Outlier detection for patients with longitudinal records in UHS dataset

For those with 2–3 height measurements, the implausible flagging method identified 655 (2.21%, 607 patients) height decreases >1 cm (Table 3). No height increases>15% within 3 months were detected. For those with 2–3 weight measurements, the extreme weight change check resulted in 119 (0.29%, 114 patients) measurements flagged. For patients with ≥7 datapoints, the protocol Section 3c flagged 1,303 weight measurements from 71 patients whose weight data had a large residual SD (>0.76) and protocol Section 3d identified 2,573 weight measurements (2,055 patients) as LR outliers.

Table 3 Number of flagged implausible values by the application of the final outlier flagging protocol to the UHS 2–20 data set from 1932 to 31/12/2018.

Similarly, Section 3c of the protocol flagged 699 height measurements (46 patients) as having large SD and Section 3d identified 3,412 height measurements (2,581 patients) as LR outliers and the additional adult height checks (Section 3e) flagged a further 1,617 datapoints (Table 3).

Discussion

This study presents a bespoke protocol for automated anthropometric data cleaning that has been tested across a sizeable dataset captured from a regional teaching hospital in South England. While more than half the patients represented within the dataset had only a single measurement recorded, approximately half of the collected data are from a small proportion (~10%) of the patients with multiple longitudinal records. This subset is likely to be enriched for patient cohorts that are the subject of health research.

The WHO parameters to detect BIVs was a good first pass analysis to detect overtly incorrect data. WHO outliers represented <1% of recorded measurements. The discrepancy in data quality indicator before and after WHO guideline BIV detection is a strong indication of a small subset of extreme data entry errors (e.g. records of 1 kg or 100 cm and/or transposition errors in weight and height measurements respectively). It is essential these conspicuous errors are automatically flagged and excluded from the data before any model fitting approaches are applied. Additionally, the WHO thresholds should be applied with caution in specific clinical settings where patients with true clinical data may fall outside these parameters (e.g. growth disorders, morbid obesity) but still have BIVs longitudinally.

All protocols for cleaning data are limited when data are sparse. We have developed a robust regression framework for automatic identification of erroneous data that performs most reliably across data series with at least seven measurements. Application of the protocol automatically classifies the majority of records as plausible values, leaving a small proportion of flagged data that can be either discarded or manually reviewed. The protocol is computationally cheap to implement and provides assurance of minimal and consistent quality standard for downstream analysis. The availability of the code in Github and Docker communities allows for the protocol can be adopted easily in different settings. The protocol is also modifiable, particularly in the arbitrary thresholds chosen for height and weight checks to reflect less extreme changes in non-clinical settings.

Encouragingly, overall error rates in paediatric data were low, with transient fluxes in data quality observed over periods where new systems were implemented. A higher error rate was noted in measurements of height compared to weight, largely due to very small decreases in height likely resultant from inconsistencies in measuring techniques, e.g. shoes on or off. The error profile by occupation demonstrated that staff routinely required to measure and enter the data tended to record better quality measurements.

The application of the protocol allows an assessment and rapid feedback regarding data quality in EHR systems which is valuable for identifying and targeting training needs and data entry practice. This will further contribute to the overall impact of improving the quality of data available for longitudinal clinical assessment and patient management as well as enhancing input data quality for large-scale digital healthcare research.

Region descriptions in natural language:

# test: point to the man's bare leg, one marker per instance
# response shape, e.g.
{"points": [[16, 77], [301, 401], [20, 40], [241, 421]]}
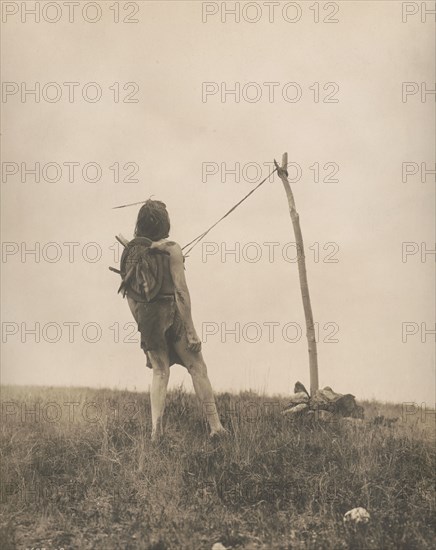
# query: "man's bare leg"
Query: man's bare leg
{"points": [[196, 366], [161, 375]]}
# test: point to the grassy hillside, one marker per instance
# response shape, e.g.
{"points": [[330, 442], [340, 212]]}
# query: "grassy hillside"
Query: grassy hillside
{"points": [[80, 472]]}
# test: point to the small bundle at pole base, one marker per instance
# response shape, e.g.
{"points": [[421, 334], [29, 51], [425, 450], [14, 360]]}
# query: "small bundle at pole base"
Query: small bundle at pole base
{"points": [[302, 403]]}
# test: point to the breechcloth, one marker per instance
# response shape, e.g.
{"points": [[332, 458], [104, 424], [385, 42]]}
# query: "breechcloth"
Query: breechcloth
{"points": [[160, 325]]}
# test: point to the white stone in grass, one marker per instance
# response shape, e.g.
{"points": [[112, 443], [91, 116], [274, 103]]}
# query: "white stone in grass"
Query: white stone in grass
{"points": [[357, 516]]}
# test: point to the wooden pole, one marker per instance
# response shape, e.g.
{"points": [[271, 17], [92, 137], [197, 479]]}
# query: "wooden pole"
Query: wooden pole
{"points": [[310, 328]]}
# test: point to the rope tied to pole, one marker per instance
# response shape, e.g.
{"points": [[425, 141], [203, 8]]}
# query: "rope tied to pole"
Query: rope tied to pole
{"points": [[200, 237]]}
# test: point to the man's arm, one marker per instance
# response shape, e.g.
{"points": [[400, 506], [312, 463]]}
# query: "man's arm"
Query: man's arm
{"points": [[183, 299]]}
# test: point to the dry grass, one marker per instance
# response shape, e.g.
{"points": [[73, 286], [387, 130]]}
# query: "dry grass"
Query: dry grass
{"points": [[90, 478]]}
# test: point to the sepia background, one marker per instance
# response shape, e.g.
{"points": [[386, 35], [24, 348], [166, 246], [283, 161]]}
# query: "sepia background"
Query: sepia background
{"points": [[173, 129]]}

==

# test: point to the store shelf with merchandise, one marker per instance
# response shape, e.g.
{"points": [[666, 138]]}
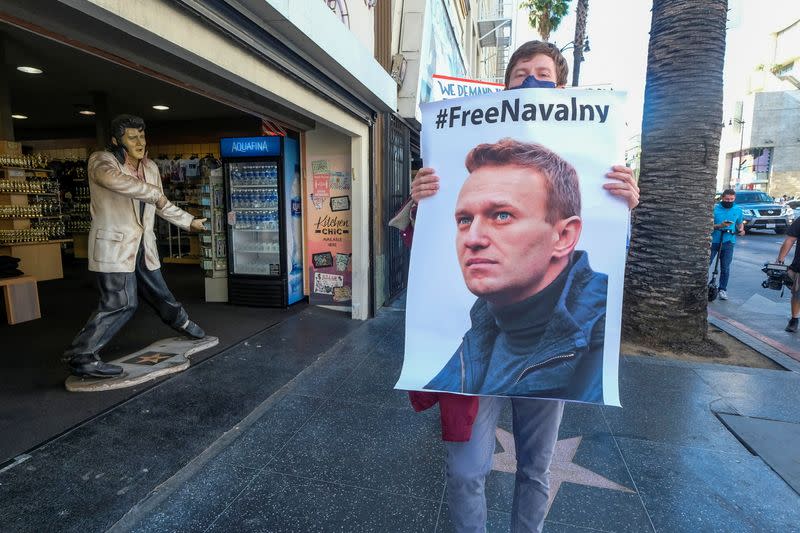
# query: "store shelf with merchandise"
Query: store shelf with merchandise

Instructions for the task:
Answer these questions from the outlier detection text:
(a) How many weight measurements did protocol Section 3d identify as LR outliers?
(b) What share of recorded measurements did WHO outliers represent?
(c) Across data series with how many measurements does the robust regression framework perform most reliably?
These rows have no connection to the text.

Written response:
(a) 2,573 weight measurements, from 2,055 patients.
(b) Less than 1%.
(c) At least seven.